ABOUT THIS TASK:
Only an exact copy of the records, from the line with "Locate every instance of the rocky base" through the last line, is wanted.

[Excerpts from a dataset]
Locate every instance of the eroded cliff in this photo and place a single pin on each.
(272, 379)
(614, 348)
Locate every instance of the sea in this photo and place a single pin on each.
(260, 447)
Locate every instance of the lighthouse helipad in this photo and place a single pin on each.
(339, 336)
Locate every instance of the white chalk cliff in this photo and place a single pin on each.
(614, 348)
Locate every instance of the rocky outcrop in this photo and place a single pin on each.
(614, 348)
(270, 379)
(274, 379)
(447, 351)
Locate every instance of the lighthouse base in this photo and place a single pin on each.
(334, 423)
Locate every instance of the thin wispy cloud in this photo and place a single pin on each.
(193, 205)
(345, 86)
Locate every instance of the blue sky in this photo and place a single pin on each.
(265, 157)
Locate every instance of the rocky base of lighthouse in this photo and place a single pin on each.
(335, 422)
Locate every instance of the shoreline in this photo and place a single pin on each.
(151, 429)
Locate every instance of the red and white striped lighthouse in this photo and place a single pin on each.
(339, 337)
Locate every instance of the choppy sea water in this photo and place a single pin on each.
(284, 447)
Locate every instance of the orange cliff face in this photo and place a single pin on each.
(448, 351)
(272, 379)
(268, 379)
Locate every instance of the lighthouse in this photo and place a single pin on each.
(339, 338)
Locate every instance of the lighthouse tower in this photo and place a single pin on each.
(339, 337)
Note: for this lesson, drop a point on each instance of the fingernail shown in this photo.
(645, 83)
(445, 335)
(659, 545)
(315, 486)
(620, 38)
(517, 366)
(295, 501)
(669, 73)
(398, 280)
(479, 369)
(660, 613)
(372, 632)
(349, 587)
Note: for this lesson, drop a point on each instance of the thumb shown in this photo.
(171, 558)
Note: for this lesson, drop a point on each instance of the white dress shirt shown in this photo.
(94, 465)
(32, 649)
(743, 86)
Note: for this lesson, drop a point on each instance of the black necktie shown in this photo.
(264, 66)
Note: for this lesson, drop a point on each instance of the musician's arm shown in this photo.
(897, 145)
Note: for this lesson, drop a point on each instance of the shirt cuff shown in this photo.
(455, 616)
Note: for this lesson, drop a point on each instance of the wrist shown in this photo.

SOLUTION FOR THIS PROBLEM:
Locate every instance of the rocky base of lighthouse in this photo and place a single pin on each.
(335, 422)
Locate every instance of the shoreline in this photo and place a single pin on each.
(151, 429)
Locate every instance of the red and white striped lighthouse in this photo and place a single pin on each.
(339, 337)
Locate every instance of the choppy sea water in this photo and place a single pin on each.
(284, 447)
Locate every instance of the orange cliff face in this photo and place a single pin on each.
(448, 351)
(272, 379)
(268, 379)
Locate every instance of the lighthouse in this photo and place a single pin on each.
(339, 338)
Locate every instance of the lighthouse tower in this photo and place a single pin on each.
(339, 337)
Note: for this lesson, drop a point on each instance of the fingernail shown in this photo.
(645, 83)
(445, 335)
(659, 545)
(315, 486)
(620, 38)
(517, 366)
(295, 501)
(669, 73)
(398, 280)
(479, 369)
(660, 613)
(372, 632)
(349, 587)
Note: for this lesson, drop a point on each instance of the thumb shown in this photo.
(171, 558)
Note: for this lesson, drop a point on each instance of the white dress shirt shown in this photo.
(94, 465)
(32, 649)
(743, 86)
Note: for this lesson, drop a point on each instance of the black necktie shown in this photo.
(264, 66)
Note: for this lesson, drop a point on each instance of the musician's arm shown in this photo.
(897, 145)
Note: for this lesson, drop a point on each instance of the shirt cuff shown in this photo.
(455, 616)
Note: for this lesson, drop a point on each instance of the wrist shown in this photo.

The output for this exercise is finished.